**Задание**
Выпишите все страны, кроме России, которые названы в тексте «Не хотим в третий мир».

**Текст страницы**
Не хотим в третий мир

Возникает вопрос: почему же Путин ведет себя не так, как все, как Назарбаев, Каримов или Лукашенко?

Естественно, никакого однозначного ответа на этот вопрос быть не может, или этот однозначный ответ может быть только «пустым» – «потому что человек такой». Но какой «такой», какими мотивами вызвано это поведение, мы не знаем, и Путин – не тот, кто дает легко проникнуть в свои мотивы и планы. Это – вопрос к психологам, психоаналитикам и будущим историкам-биографам.

Но часто бывает, что сквозь чисто личные свойства и вроде бы детерминированные только ими и ситуацией поступки правителя проходят очень глубокие процессы и проступают какие-то глубокие особенности общества. Может быть, дело не только в том, что Путин – не Назарбаев, но и в том, что Россия все же – не Казахстан (и не Узбекистан, Таджикистан и т.д.).

По своей неспособности к самоорганизации, к отстаиванию своих интересов и взглядов перед властью, по страху перед ситуацией выбора, необходимости самим принимать решения русские – никак не «лучше» казахов или других народов стран СНГ. Наше прошлое даже менее способствовало выработке общественной самостоятельности и демократических привычек (казахи, например, выбирали своих ханов, и крепостного права у них не было). Русское общество не имеет сильных «племенных» и региональных лояльностей, которые есть в Казахстане, в Украине и в большинстве других стран СНГ и которые в какой-то мере сдерживают власть, помогают сопротивляться ей. Наше общество – более атомизировано и соответственно – более беззащитно перед властью, легче приходит в панику без нее и легче «ложится под нее», чем многие несомненно «азиатские» общества. Все постсоветское развитие демонстрирует, как легко мы шли к теперешней системе, как она естественна для нас. И зашли мы на этом пути очень далеко. Сама готовность общества совершенно безропотно принять любое путинское решение (Иванов так Иванов, Зубков так Зубков, завтра Путин скажет, что его преемник – какой-нибудь Сидоров, будет Сидоров) говорит о колоссальной слабости общества и колоссальной силе президентской власти.

**Данные**
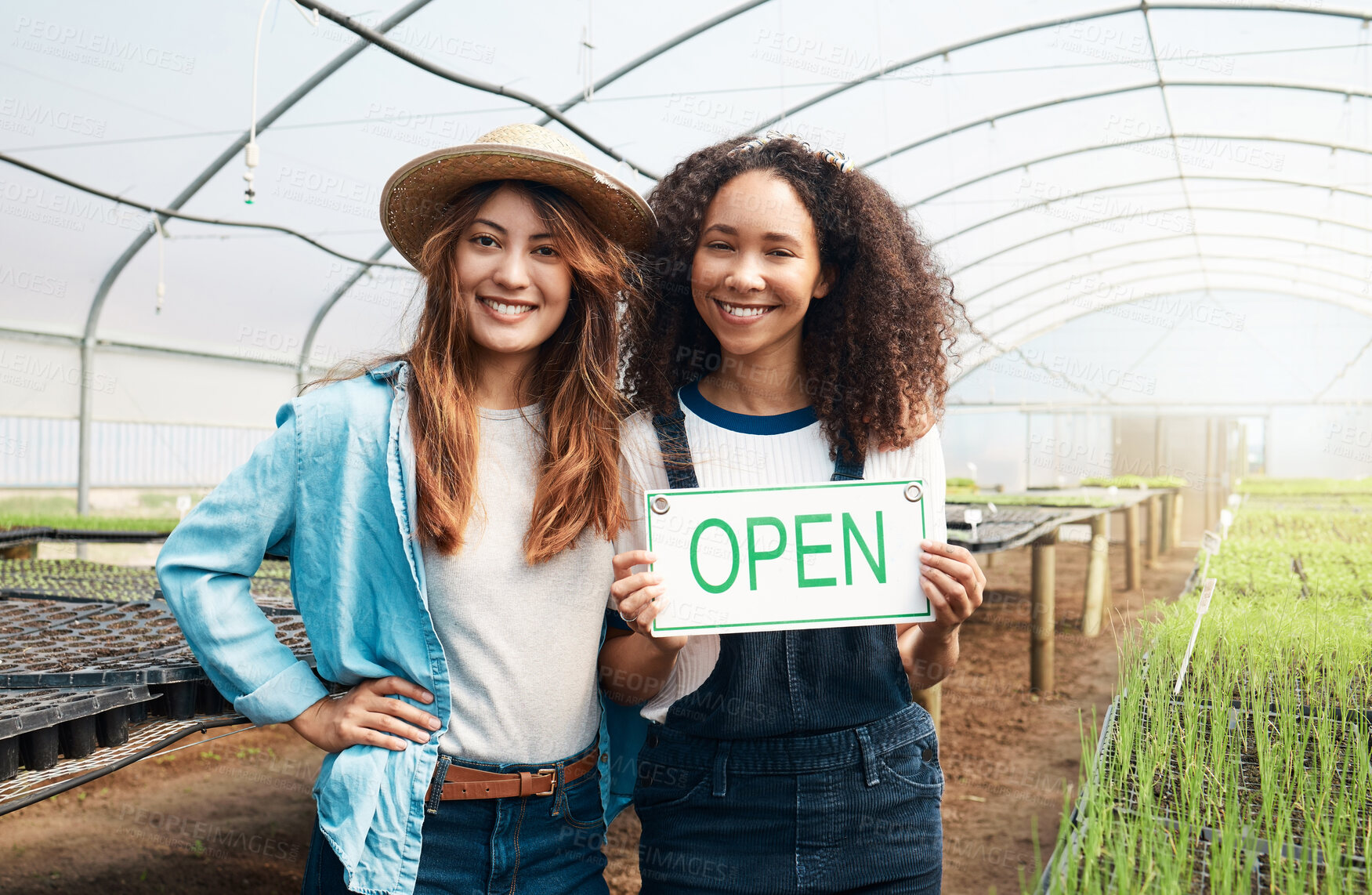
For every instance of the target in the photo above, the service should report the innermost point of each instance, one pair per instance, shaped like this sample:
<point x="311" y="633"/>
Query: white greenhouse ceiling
<point x="1063" y="157"/>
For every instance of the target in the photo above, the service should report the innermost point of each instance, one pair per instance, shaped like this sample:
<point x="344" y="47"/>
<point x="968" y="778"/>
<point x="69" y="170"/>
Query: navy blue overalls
<point x="800" y="765"/>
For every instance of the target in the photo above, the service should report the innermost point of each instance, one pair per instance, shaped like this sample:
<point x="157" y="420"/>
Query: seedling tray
<point x="146" y="739"/>
<point x="49" y="643"/>
<point x="38" y="725"/>
<point x="78" y="580"/>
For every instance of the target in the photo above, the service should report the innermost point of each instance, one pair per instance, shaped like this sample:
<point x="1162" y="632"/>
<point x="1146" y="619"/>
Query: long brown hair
<point x="874" y="349"/>
<point x="574" y="379"/>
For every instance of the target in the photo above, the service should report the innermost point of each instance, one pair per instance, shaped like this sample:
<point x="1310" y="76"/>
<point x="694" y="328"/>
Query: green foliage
<point x="85" y="524"/>
<point x="1262" y="485"/>
<point x="1135" y="480"/>
<point x="1044" y="498"/>
<point x="1257" y="776"/>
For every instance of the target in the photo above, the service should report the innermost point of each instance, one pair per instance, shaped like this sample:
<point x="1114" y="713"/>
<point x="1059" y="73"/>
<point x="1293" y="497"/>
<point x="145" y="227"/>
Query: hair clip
<point x="837" y="160"/>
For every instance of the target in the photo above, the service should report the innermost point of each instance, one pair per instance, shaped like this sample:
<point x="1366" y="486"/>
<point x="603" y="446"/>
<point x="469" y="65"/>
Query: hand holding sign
<point x="954" y="584"/>
<point x="787" y="557"/>
<point x="641" y="596"/>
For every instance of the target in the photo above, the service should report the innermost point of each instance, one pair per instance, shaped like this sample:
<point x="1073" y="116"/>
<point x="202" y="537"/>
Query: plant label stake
<point x="1207" y="591"/>
<point x="972" y="518"/>
<point x="1211" y="544"/>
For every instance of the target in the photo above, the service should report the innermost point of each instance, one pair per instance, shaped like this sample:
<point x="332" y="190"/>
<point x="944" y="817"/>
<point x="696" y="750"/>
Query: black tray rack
<point x="36" y="725"/>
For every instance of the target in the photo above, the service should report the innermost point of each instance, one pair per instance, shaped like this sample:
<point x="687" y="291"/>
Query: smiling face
<point x="512" y="276"/>
<point x="756" y="265"/>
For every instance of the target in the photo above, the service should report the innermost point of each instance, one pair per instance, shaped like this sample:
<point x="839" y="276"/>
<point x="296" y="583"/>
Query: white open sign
<point x="831" y="555"/>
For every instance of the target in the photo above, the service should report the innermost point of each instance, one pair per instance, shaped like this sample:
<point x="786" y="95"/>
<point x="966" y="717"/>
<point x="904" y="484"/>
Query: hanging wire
<point x="250" y="153"/>
<point x="162" y="259"/>
<point x="584" y="60"/>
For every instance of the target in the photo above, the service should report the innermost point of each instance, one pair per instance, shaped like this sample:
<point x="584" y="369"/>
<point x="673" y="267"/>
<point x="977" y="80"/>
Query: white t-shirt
<point x="741" y="451"/>
<point x="520" y="640"/>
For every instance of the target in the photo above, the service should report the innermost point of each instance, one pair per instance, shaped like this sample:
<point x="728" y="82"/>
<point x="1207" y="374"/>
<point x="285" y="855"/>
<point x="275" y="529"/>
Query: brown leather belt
<point x="468" y="783"/>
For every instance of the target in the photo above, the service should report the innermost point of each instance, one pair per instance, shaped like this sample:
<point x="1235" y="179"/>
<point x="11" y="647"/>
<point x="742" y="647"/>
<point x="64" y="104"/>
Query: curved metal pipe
<point x="204" y="177"/>
<point x="1129" y="245"/>
<point x="1001" y="350"/>
<point x="1135" y="264"/>
<point x="1121" y="217"/>
<point x="476" y="84"/>
<point x="1098" y="147"/>
<point x="1118" y="91"/>
<point x="656" y="51"/>
<point x="1072" y="20"/>
<point x="302" y="368"/>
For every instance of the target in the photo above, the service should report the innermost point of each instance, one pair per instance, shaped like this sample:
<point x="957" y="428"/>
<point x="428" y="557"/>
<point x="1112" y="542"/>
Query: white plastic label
<point x="1074" y="533"/>
<point x="1207" y="592"/>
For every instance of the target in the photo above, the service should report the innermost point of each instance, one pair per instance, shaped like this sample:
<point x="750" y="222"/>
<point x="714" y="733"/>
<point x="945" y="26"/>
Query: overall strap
<point x="845" y="471"/>
<point x="672" y="438"/>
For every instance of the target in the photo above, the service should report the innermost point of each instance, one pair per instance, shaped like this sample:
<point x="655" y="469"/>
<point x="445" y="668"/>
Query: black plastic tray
<point x="27" y="710"/>
<point x="49" y="643"/>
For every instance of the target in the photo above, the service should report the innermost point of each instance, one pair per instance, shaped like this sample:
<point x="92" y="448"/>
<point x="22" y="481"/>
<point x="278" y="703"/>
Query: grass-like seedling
<point x="85" y="524"/>
<point x="1136" y="480"/>
<point x="1257" y="777"/>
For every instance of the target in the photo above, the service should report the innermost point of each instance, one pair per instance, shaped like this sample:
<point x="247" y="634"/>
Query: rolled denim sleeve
<point x="206" y="567"/>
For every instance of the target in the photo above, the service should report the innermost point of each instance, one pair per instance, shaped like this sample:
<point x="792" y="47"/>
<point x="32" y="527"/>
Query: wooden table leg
<point x="1150" y="556"/>
<point x="1176" y="519"/>
<point x="1132" y="557"/>
<point x="1098" y="575"/>
<point x="1165" y="529"/>
<point x="1041" y="614"/>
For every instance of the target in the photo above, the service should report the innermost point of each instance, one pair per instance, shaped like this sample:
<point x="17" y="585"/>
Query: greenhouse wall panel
<point x="43" y="453"/>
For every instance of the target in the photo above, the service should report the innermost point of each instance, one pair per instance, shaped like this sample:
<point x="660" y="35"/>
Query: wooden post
<point x="1041" y="614"/>
<point x="1150" y="556"/>
<point x="1098" y="575"/>
<point x="932" y="701"/>
<point x="1132" y="557"/>
<point x="1165" y="529"/>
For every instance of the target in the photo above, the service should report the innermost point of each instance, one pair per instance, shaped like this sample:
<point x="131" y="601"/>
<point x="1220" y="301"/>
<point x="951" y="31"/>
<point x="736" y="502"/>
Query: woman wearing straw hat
<point x="449" y="516"/>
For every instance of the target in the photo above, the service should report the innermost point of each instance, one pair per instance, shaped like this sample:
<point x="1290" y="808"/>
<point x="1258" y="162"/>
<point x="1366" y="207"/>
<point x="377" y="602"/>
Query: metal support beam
<point x="88" y="341"/>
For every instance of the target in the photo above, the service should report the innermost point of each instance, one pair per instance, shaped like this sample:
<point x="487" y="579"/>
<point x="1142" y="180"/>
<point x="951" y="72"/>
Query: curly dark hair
<point x="874" y="349"/>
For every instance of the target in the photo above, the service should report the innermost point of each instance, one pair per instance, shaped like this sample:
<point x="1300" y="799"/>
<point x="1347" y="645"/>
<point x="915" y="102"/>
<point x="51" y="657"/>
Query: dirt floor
<point x="235" y="816"/>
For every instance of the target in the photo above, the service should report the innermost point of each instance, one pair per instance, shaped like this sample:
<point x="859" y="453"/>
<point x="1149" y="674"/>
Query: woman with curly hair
<point x="796" y="335"/>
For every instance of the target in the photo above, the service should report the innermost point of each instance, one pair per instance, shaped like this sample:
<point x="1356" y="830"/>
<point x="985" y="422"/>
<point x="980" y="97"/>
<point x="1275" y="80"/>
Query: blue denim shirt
<point x="334" y="491"/>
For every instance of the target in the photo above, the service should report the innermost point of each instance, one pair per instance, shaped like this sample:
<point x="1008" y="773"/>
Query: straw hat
<point x="416" y="195"/>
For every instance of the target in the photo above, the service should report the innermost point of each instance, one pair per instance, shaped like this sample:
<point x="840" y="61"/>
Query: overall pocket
<point x="661" y="785"/>
<point x="915" y="766"/>
<point x="581" y="802"/>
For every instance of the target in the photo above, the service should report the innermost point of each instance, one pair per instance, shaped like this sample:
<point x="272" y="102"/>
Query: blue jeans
<point x="853" y="810"/>
<point x="511" y="846"/>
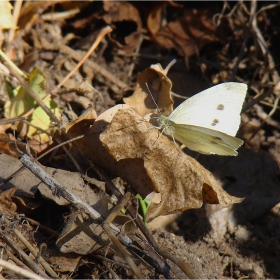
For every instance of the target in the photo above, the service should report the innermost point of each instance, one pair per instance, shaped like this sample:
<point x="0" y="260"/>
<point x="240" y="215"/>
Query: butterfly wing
<point x="206" y="141"/>
<point x="216" y="108"/>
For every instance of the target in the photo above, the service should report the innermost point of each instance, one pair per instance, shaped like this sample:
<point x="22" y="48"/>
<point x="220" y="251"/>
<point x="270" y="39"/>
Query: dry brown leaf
<point x="188" y="34"/>
<point x="182" y="182"/>
<point x="119" y="11"/>
<point x="129" y="147"/>
<point x="7" y="206"/>
<point x="6" y="18"/>
<point x="159" y="86"/>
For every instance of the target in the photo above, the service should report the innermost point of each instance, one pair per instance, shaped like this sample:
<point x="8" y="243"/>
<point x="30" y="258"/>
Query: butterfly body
<point x="208" y="121"/>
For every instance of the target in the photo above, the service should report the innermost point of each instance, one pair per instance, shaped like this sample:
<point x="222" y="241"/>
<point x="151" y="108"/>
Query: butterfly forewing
<point x="217" y="108"/>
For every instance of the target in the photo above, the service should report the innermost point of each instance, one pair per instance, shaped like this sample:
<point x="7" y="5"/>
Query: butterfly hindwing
<point x="206" y="141"/>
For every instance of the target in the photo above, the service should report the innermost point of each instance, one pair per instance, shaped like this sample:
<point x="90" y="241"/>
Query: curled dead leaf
<point x="182" y="182"/>
<point x="129" y="147"/>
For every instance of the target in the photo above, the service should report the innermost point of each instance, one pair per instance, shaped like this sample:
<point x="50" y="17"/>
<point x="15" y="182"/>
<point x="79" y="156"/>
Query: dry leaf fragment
<point x="129" y="147"/>
<point x="182" y="182"/>
<point x="6" y="18"/>
<point x="7" y="206"/>
<point x="159" y="86"/>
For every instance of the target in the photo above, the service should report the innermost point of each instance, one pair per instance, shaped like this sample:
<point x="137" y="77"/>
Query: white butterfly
<point x="208" y="121"/>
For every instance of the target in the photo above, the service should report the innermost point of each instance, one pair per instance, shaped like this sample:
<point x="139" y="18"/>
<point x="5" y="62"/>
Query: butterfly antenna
<point x="153" y="98"/>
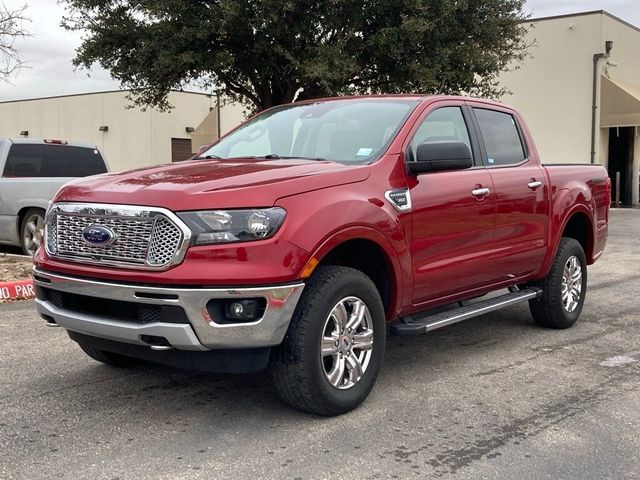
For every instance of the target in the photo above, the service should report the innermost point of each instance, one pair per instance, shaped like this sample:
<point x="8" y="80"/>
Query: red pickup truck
<point x="295" y="239"/>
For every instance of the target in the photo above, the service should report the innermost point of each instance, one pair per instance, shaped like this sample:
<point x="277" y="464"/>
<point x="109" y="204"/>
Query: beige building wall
<point x="134" y="138"/>
<point x="553" y="89"/>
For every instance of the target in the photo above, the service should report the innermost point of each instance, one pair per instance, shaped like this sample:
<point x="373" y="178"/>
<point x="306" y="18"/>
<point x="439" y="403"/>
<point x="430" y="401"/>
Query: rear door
<point x="452" y="212"/>
<point x="521" y="193"/>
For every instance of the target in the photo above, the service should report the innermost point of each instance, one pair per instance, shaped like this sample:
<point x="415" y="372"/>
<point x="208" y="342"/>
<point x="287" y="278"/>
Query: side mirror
<point x="440" y="156"/>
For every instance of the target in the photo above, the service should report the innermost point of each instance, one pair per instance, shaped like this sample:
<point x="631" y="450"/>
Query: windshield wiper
<point x="275" y="156"/>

**Ответ**
Казахстан, Узбекистан, Таджикистан, Украина.